— Instrucciones de la tarea —
Extrae del fragmento que aparece más abajo, sobre la intervención del rey en el nombramiento del presidente del Gobierno, todo lo que va desde “De esta guisa, como” hasta “presidente del gobierno.”, sin alterar una sola palabra.

— Fragmento del documento —
De esta guisa, como un vestigio de la antigua dependencia del Gobierno de la confianza regia, en la mayoría de las democracias parlamentarias el jefe del Estado mantiene una intervención en el proceso de nombramiento del presidente o del Gobierno. Y la Constitución española de 1978 no es una excepción. El art. 99.1 CE contempla que corresponde al rey proponer candidato a presidente del Gobierno, “previa consulta con los representantes designados por los grupos políticos con representación parlamentaria, y a través del presidente del Congreso”. Y luego debe formalizar el nombramiento del presidente, tras su elección en el Congreso, y de los Ministros, a propuesta del presidente del gobierno.

Ahora bien, mientras que los actos de nombramiento de presidente y ministros son intervenciones puramente formales del rey y constituyen un acto debido, más problemas plantea la propuesta de candidato. Aquí, la mayoría de la doctrina coincide en que es la única intervención regia prevista en la Constitución en la que el rey dispondría de una cierta discrecionalidad, es decir, de una capacidad de decisión propia, aunque nunca pueda descender al terreno de juego político-partidista y, en última instancia, tenga que contar con el refrendo del presidente del Congreso.

Sin embargo, la práctica regia durante los años que lleva en vigor la Constitución de 1978 ha llevado a neutralizar la intervención del rey, preservando así su posición. Durante el reinado de don Juan Carlos las diferentes investiduras no plantearon ningún problema. Dejando al margen la renuncia de Suárez y la elección posterior de Calvo Sotelo, con el 23-F de por medio, tras las elecciones generales, el rey Juan Carlos realizaba las consultas y, sin solución de continuidad, proponía como candidato al cabeza del partido que hubiera obtenido más escaños. Únicamente en 1996 podría haberse planteado una situación con similitudes con la actual: Aznar había ganado las elecciones, pero Felipe González había quedado segundo con unos resultados bastante ajustados que le habrían permitido mantenerse en el gobierno si hubiera pactado con Pujol. El rey Juan Carlos no demoró la propuesta de candidato y optó directamente por el líder de la lista más votada. Es cierto que, como ha relatado Belloch en sus memorias -entonces ministro de interior-, el propio Felipe descartó la misma noche electoral intentar su investidura. Eran otros tiempos…

Mas complicado lo ha tenido el rey Felipe VI. Desde que comenzó su reinado en 2014 ha vivido tres procesos electorales (2015, 2019 –abril–, 2023), con dos repeticiones electorales (2016 y 2019 –noviembre–), todos ellos caracterizados porque no ha habido una mayoría de investidura clara. Aun así, el rey se ha abstenido de intervenir para favorecer la formación de gobiernos. Podría, por ejemplo, haber retrasado la propuesta del candidato hasta que alguno le presentara los apoyos cerrados o, incluso, como ocurre en otros países de nuestro entorno, podría haber encargado a alguna autoridad (singularmente el presidente del Congreso) que ejerciera labores de mediación o celestinaje, si se quiere. Pero no lo ha hecho. Don Felipe ha optado por un prudente retraimiento y ha buscado el mayor automatismo en sus decisiones: como se dijo, celebrando consultas en cuanto se constituyen las cámaras y proponiendo de inmediato al candidato de la lista más votada. La excepción fue en 2015, tras el desplante de Rajoy al no aceptar en encargo regio. Un desplante que Zarzuela salvó, a mi juicio con acierto, celebrando nuevas consultas y proponiendo sucesivamente al representante del segundo partido más votado, Pedro Sánchez, quien se presentó a la investidura, aunque finalmente no logró los apoyos necesarios.

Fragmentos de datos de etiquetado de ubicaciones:
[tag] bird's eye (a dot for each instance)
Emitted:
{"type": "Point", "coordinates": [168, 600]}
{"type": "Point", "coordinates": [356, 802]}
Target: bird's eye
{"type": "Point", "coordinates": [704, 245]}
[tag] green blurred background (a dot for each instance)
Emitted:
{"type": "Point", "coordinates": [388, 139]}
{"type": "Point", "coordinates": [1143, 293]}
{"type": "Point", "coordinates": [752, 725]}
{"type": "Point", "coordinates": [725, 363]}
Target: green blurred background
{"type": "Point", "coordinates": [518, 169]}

— Respuesta correcta —
De esta guisa, como un vestigio de la antigua dependencia del Gobierno de la confianza regia, en la mayoría de las democracias parlamentarias el jefe del Estado mantiene una intervención en el proceso de nombramiento del presidente o del Gobierno. Y la Constitución española de 1978 no es una excepción. El art. 99.1 CE contempla que corresponde al rey proponer candidato a presidente del Gobierno, “previa consulta con los representantes designados por los grupos políticos con representación parlamentaria, y a través del presidente del Congreso”. Y luego debe formalizar el nombramiento del presidente, tras su elección en el Congreso, y de los Ministros, a propuesta del presidente del gobierno.